== Supplied information ==
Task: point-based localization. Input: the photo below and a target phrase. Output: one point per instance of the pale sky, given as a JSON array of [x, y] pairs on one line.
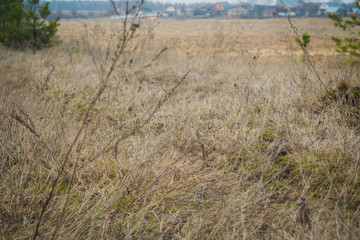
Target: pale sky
[[269, 2]]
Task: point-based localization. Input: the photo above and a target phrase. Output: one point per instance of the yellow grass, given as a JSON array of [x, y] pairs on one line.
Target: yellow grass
[[199, 129]]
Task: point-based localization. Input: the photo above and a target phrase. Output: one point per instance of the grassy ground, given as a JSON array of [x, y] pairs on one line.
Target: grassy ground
[[186, 130]]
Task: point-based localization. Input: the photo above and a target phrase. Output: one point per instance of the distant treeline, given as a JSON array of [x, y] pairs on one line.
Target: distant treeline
[[61, 5]]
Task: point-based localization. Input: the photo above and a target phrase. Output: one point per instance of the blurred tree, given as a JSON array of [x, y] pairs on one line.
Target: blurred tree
[[12, 32], [41, 32], [23, 24], [348, 45]]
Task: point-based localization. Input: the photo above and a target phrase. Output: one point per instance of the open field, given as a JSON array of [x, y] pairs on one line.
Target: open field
[[198, 129]]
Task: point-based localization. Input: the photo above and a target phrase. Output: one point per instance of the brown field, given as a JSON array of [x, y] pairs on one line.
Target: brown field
[[197, 129]]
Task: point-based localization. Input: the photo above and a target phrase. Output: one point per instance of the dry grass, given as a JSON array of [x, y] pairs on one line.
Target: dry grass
[[204, 129]]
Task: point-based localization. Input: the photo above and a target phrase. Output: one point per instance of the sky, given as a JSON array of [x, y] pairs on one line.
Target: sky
[[268, 2]]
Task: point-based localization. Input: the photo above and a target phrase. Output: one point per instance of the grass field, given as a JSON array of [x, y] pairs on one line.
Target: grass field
[[197, 129]]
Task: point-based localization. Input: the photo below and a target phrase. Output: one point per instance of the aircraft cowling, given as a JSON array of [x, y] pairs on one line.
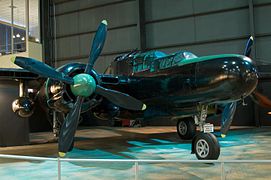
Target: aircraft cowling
[[23, 107], [59, 96]]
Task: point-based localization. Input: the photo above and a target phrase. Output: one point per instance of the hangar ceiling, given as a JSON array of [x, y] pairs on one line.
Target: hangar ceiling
[[203, 27], [19, 12]]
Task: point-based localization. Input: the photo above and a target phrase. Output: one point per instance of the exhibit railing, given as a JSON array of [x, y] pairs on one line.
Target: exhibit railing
[[58, 168]]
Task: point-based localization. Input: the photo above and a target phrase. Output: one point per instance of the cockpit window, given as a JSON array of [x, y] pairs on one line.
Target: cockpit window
[[159, 54], [189, 55]]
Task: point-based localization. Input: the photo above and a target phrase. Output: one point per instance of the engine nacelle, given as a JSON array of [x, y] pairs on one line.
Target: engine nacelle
[[23, 107], [59, 96]]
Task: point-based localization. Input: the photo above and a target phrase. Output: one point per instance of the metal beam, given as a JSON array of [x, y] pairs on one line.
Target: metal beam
[[141, 24]]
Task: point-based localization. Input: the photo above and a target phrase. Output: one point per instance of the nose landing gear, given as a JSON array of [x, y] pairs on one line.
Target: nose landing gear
[[204, 144]]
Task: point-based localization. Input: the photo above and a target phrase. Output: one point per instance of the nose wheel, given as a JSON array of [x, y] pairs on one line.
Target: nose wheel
[[206, 146]]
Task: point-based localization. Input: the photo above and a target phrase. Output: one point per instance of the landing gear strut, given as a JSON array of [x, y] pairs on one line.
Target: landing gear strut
[[205, 145], [186, 128]]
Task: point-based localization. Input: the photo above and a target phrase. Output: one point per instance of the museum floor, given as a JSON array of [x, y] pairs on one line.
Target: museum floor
[[140, 143]]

== Task requirements ==
Put the entries above into a Markdown table with the columns Row and Line, starting at the line that contains "dry grass, given" and ending at the line that contains "[[58, 168]]", with blank lines and pictures left out.

== Complete output ==
| Row | Line |
|---|---|
| 1 | Task: point-based localization. Input: the photo above and a target phrase. Output: one point per instance of the dry grass, given as a JSON array of [x, y] pairs on one line. |
| 2 | Target: dry grass |
| 3 | [[204, 129]] |
| 4 | Task: point-based localization. Input: the photo above and a target phrase. Output: one point per instance of the sky, given as a JSON array of [x, y] pairs on one line. |
| 5 | Target: sky |
| 6 | [[268, 2]] |
| 7 | Task: point-based localization. Input: the photo above and a target phrase. Output: one point per instance of the grass field, given as a JSON array of [x, y] pairs on one line. |
| 8 | Target: grass field |
| 9 | [[197, 129]] |
| 10 | Task: point-based localization. Input: the photo below and a target phrase. Output: one point per instance of the aircraft cowling, given as a JSON array of [x, y] pairs on one line. |
| 11 | Target: aircraft cowling |
| 12 | [[23, 107], [59, 96]] |
| 13 | Task: point-based localization. Input: the photo above and a target phrase. Output: one point per instance of the hangar ceiling, given as a JSON array of [x, y] pairs on one line. |
| 14 | Target: hangar ceiling |
| 15 | [[203, 27], [19, 12]] |
| 16 | Task: point-based localization. Input: the photo above and a target phrase. Output: one point per instance of the exhibit railing, given as a JSON array of [x, y] pairs on one line. |
| 17 | Target: exhibit railing |
| 18 | [[58, 168]] |